DOCUMENT TEXT —

:::

Optimization of the attenuation coefficient for Chang’s attenuation correction in ¹²³I brain perfusion single-photon emission computed tomography

Abstract

N-isopropyl-p-[¹²³I]-iodoamphetamine (¹²³I-IMP) brain perfusion single-photon emission computed tomography (SPECT) has been employed with various attenuation coefficients (μ-values); however, optimization is required. This study aimed to determine the optimal μ-value for Chang’s attenuation correction (AC) (Chang’s method) using clinical data by comparing Chang’s method and the computed tomography (CT)-based AC (CT-based method). Methods: We used 100 patients (normal group: 60, disease group: 40) who underwent ¹²³I-IMP SPECT. SPECT images of the normal group were obtained to calculate the AC using Chang’s method (μ-values: 0.07–0.20, 0.005 interval) and the CT-based method, both without scatter correction (SC) (ChangAC, CTAC) and with SC (ChangACSC, CTACSC), respectively. The optimal μ-value (μopt-value) with the smallest mean %error for the brain regions of normal group was calculated. Agreement between Chang’s and the CT-based methods applying the μopt-value was evaluated using Bland–Altman analysis. Additionally, the %error in the region of hypoperfusion in the diseased group was compared to the %error in the same region in the normal group when the μopt-value was applied. Results: The μopt-values were 0.140 for ChangAC and 0.160 for ChangACSC. In Chang’s method, with the μopt-value applied, fixed and proportional biases were observed in the Bland–Altman analysis (both P<0.05), and there was a tendency for the %error to be underestimated in the limbic regions and overestimated in the central brain regions. No significant difference between the disease group and the normal group in the region of hypoperfusion in either ChangAC or ChangACSC. Conclusion: The present study revealed that the μopt-values of Chang’s method are ChangAC: 0.140 and ChangACSC: 0.160.

:::

DATASET SECTION —
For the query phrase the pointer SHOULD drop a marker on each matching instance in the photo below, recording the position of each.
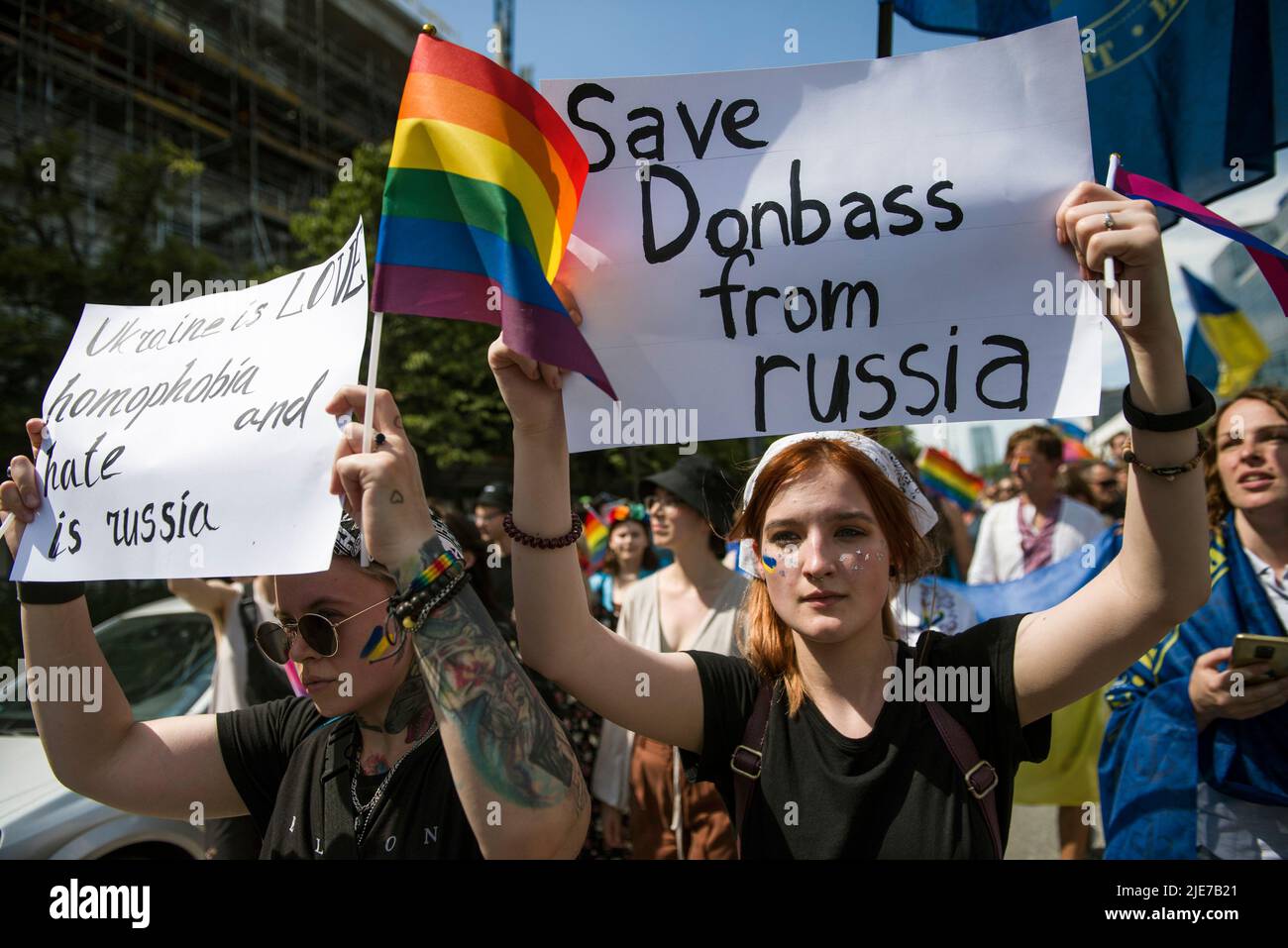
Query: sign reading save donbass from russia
(832, 247)
(192, 438)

:::

TASKS TO COMPLETE —
1: Summarize the abstract on optimizing the attenuation coefficient for Chang's method in two sentences.
2: According to the abstract, what range of μ-values was tested for Chang's method, and at what interval?
The data are not needed for what follows.

OUTPUTS BY TASK —
1: Using clinical ¹²³I-IMP brain perfusion SPECT data from 100 patients, the study compared Chang's attenuation correction with CT-based attenuation correction to determine the μ-value giving the smallest mean %error in the normal group. The optimal μ-values were 0.140 without scatter correction and 0.160 with scatter correction, although fixed and proportional biases remained in the Bland–Altman analysis.

2: The range was 0.07 to 0.20, at an interval of 0.005.